(Rows from a data collection)
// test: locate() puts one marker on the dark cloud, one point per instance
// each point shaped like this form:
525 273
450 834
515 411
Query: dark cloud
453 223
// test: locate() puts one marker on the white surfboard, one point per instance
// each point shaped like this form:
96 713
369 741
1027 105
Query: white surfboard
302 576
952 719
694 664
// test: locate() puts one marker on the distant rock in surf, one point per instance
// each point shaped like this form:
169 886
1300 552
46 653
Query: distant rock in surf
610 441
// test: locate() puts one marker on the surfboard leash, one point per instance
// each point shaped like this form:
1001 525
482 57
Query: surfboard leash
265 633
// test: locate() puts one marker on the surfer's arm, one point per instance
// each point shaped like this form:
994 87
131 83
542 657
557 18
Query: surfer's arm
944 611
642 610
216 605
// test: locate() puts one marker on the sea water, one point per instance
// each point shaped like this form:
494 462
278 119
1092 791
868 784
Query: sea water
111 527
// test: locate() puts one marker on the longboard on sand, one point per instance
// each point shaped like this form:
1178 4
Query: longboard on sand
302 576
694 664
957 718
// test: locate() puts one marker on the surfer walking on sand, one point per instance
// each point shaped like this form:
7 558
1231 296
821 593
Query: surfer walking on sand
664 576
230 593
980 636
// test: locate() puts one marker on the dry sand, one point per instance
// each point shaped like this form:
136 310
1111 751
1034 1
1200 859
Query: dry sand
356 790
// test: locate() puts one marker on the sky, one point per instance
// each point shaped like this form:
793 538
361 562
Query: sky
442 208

---

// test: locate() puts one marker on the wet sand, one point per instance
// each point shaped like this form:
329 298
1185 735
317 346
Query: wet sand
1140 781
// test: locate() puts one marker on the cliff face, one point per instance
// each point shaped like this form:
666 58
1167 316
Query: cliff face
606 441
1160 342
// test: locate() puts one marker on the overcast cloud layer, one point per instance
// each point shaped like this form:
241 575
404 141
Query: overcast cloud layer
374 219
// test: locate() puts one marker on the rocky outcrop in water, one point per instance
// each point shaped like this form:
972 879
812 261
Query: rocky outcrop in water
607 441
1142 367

*WHAT YOU SHOULD DO*
Filter the rows above and copy every line that contains the string "outcrop". Treat the match as case-sensitive.

*REPLY*
// test: locate() puts one marker on the rocky outcrop in water, one point per instance
Query: rocky outcrop in water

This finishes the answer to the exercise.